*DOCUMENT EXCERPT*
- - -

The conditions under Swiss insolvency legislation can be summarised in four elements. First, mutuality: both obligations must exist between the same parties in the same capacity. Second, pre-insolvency existence: the claims must have arisen – or at least been created – before the formal opening of proceedings. Third, maturity: the creditor's own obligation must be due, or the insolvency opening itself must have accelerated maturity under the relevant contractual or statutory rule. Fourth, absence of exclusion: the set-off must not fall within one of the categories that Swiss law renders ineffective. In particular where the creditor acquired its claim specifically in contemplation of using it as a set-off weapon against the insolvent estate.

Swiss commercial legislation (the Swiss Code of Obligations) governs the underlying mechanics of set-off in general private law. Insolvency legislation then overlays those mechanics with specific modifications that apply once proceedings open. The interaction between these two bodies of law is where doctrinal complexity begins. Practitioners must assess both layers simultaneously.

The concept of set-off against a future or contingent claim raises immediate difficulty. If the creditor's claim against the insolvent party is contingent at the date proceedings open – dependent on a condition precedent or a future performance – the set-off right does not crystallise immediately. The administrator may dispute the claim's existence or value. The creditor must file a proof of debt reflecting the contingent nature and await the administrator's assessment. Only once the claim is admitted as provable can set-off be exercised against an admitted debt of the creditor to the estate.

Competing court interpretations and the Bundesgericht's evolving position

The Bundesgericht has addressed insolvency set-off in a series of decisions that have refined – and in some respects narrowed – what practitioners once considered well-settled doctrine. Three fault lines run through the case law.

The timing fault line. The most litigated question is how precisely "pre-insolvency existence" is assessed. Swiss courts do not apply a purely formal test. The Bundesgericht has emphasised substance over form. A claim may be formally constituted before the opening of proceedings but still be disqualified if the economic substance of the arrangement was put in place specifically to manufacture a set-off position. The court has described this as the prohibition on zweckwidrige Verrechnung – the misuse of set-off to gain priority over other creditors.

Lower cantonal courts have applied this principle inconsistently. Some have required proof of actual intent to create a preferential position. Others have applied an objective test: would the transaction, viewed from the outside, be characterised as a normal commercial arrangement or as a structured preference? The Bundesgericht has generally favoured the objective approach, but the boundary between a normal netting arrangement and an abusive set-off remains fact-specific and therefore uncertain.

- - -

*WORK REQUIRED*
Condense the paragraph of the excerpt on Swiss insolvency set-off that begins "The conditions under Swiss insolvency legislation" into a short list of its four conditions, keeping the main facts of each.

*MATERIAL SHOWN*
- - -

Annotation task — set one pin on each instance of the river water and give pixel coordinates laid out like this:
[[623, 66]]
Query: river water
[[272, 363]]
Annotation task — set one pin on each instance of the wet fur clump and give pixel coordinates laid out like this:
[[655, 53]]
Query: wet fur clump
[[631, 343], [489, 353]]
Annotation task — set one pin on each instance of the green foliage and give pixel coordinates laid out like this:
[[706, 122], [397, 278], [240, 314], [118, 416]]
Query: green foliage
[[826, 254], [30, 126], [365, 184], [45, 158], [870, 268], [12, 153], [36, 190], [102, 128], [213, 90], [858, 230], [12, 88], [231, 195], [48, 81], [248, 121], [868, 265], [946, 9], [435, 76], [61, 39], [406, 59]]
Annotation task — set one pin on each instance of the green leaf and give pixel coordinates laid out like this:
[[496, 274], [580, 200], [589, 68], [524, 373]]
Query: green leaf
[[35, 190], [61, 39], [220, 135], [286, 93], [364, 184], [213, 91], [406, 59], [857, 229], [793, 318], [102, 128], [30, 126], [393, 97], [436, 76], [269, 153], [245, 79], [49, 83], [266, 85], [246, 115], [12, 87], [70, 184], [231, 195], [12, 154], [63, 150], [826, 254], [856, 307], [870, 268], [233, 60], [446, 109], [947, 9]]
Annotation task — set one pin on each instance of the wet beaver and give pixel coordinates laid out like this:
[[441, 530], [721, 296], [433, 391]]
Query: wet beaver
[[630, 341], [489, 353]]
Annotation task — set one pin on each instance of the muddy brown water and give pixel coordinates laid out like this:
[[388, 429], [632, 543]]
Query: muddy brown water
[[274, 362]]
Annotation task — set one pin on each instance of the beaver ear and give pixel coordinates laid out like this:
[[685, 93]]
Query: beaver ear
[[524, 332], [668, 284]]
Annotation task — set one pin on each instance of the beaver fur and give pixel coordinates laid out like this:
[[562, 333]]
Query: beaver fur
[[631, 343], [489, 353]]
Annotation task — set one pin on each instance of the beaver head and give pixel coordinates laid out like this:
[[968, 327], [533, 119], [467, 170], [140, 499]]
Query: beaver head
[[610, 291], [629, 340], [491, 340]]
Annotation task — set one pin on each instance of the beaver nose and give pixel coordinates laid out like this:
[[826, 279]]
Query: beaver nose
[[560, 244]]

- - -

*EXPECTED OUTPUT*
- Mutuality: both obligations exist between the same parties in the same capacity.
- Pre-insolvency existence: the claims arose, or were at least created, before proceedings formally opened.
- Maturity: the creditor's own obligation is due, or the opening of insolvency accelerated its maturity under a contractual or statutory rule.
- Absence of exclusion: the set-off does not fall into a category Swiss law makes ineffective, notably where the creditor acquired its claim specifically to use it as a set-off weapon against the insolvent estate.